** What this task involves **
Keeping each line exactly as it is, output all of the records.

### Record extracts ###

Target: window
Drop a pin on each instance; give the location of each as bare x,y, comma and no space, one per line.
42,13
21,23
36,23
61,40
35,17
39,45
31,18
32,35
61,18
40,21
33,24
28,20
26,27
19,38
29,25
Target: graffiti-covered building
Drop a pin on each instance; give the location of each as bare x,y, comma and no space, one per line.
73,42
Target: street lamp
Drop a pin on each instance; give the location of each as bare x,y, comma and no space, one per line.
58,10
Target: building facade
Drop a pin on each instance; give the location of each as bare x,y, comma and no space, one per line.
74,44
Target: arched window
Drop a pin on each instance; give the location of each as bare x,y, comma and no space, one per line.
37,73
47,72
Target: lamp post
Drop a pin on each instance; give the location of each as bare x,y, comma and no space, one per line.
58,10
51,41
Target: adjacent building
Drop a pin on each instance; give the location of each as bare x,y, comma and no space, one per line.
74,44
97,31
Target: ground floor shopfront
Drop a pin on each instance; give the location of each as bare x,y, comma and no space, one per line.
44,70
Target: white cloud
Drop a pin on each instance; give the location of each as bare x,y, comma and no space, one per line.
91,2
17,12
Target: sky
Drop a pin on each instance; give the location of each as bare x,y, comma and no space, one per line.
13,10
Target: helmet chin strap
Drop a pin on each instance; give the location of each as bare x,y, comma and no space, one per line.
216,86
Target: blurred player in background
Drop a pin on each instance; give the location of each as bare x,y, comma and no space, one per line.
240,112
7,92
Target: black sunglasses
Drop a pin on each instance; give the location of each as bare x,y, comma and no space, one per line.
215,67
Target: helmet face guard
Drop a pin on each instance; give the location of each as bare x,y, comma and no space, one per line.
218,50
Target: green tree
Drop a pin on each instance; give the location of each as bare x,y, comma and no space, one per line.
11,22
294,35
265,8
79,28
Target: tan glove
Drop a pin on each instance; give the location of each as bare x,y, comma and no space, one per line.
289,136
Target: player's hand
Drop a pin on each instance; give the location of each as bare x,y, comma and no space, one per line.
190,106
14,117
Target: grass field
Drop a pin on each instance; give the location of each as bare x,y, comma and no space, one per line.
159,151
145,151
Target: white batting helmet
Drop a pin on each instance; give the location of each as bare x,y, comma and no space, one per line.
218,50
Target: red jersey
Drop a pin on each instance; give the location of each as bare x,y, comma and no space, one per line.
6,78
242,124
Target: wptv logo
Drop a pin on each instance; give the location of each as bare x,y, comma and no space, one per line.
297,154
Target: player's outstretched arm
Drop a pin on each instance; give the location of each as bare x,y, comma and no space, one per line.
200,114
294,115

###

** Expected answer **
Target: window
Drop a pin on each instance; give the location of each as bare x,y, comma and no space, one per line.
42,13
21,23
36,23
61,40
35,17
39,45
31,18
32,35
61,18
40,21
33,24
28,20
26,27
19,38
29,25
Target: graffiti-covered building
Drop a pin on each instance; give the location of each as bare x,y, comma and no space, one per line.
73,42
Target: street lamp
Drop a pin on each instance; give the location of each as bare x,y, comma and no space, one per line.
58,10
Target: building facade
Drop a pin on each instance; give the location of each as bare x,y, comma and no space, one per line.
74,44
Target: arched window
Drop a pin on each instance; give the location of each as bare x,y, comma and no space, one per line.
37,73
47,72
Target: lamp post
Drop a pin on each instance; give the location of each as bare x,y, comma and no space, one per line.
58,10
51,41
Target: adjacent building
Drop a pin on each instance; give the location of each as bare x,y, comma and no space, one per line.
74,44
97,31
Target: ground floor shopfront
Drop a pin on each instance; give the location of each as bare x,y, comma and no space, one per line.
44,70
Target: white cloud
Drop a pin on each instance; give the location of each as bare x,y, comma and no space, one per line.
91,2
17,12
Target: sky
Drop a pin on each instance; give the location of each as bare x,y, comma and no space, one per line.
13,10
Target: helmet chin strap
Drop a pin on each instance; give the location of each as bare x,y, comma and no space, one per line.
216,86
Target: blurred player in background
Drop a pin on each instance; give the location of each as bare x,y, comma and no space, one per line.
240,112
7,92
Target: black sunglasses
Drop a pin on each instance; give the location of each as bare x,y, comma and no space, one per line.
215,67
Target: helmet face guard
Drop a pin on each instance; give the location of each as bare x,y, comma and no space, one per line.
218,50
Target: green tree
Drop a pin on each instance; give the location of each as bare x,y, comma and no space, one per line.
11,22
294,35
265,8
79,28
Target: tan glove
Drop a pin on each instance; give the location of each as bare x,y, comma and no space, one per line.
289,136
Target: player's hand
Drop a pin on each instance; give the location of each as bare x,y, comma and no space, one per line.
190,106
14,117
Target: grass field
Drop a pin on each instance; give the location of each as bare x,y, comma and no space, one per line.
159,151
145,151
Target: white batting helmet
Drop a pin on each instance; give the location of each as bare x,y, comma and no space, one per line.
218,50
Target: red jersey
Drop a pin on each instance; give the location of each as bare x,y, comma and no space, one per line.
6,78
242,124
Target: wptv logo
Drop a pin on each instance; give the location of each as bare x,y, comma and no space, one per line.
297,154
Target: player's outstretched arm
Drop a pin on each instance; give the location of each as bare x,y, comma and no space, one per line.
200,114
294,115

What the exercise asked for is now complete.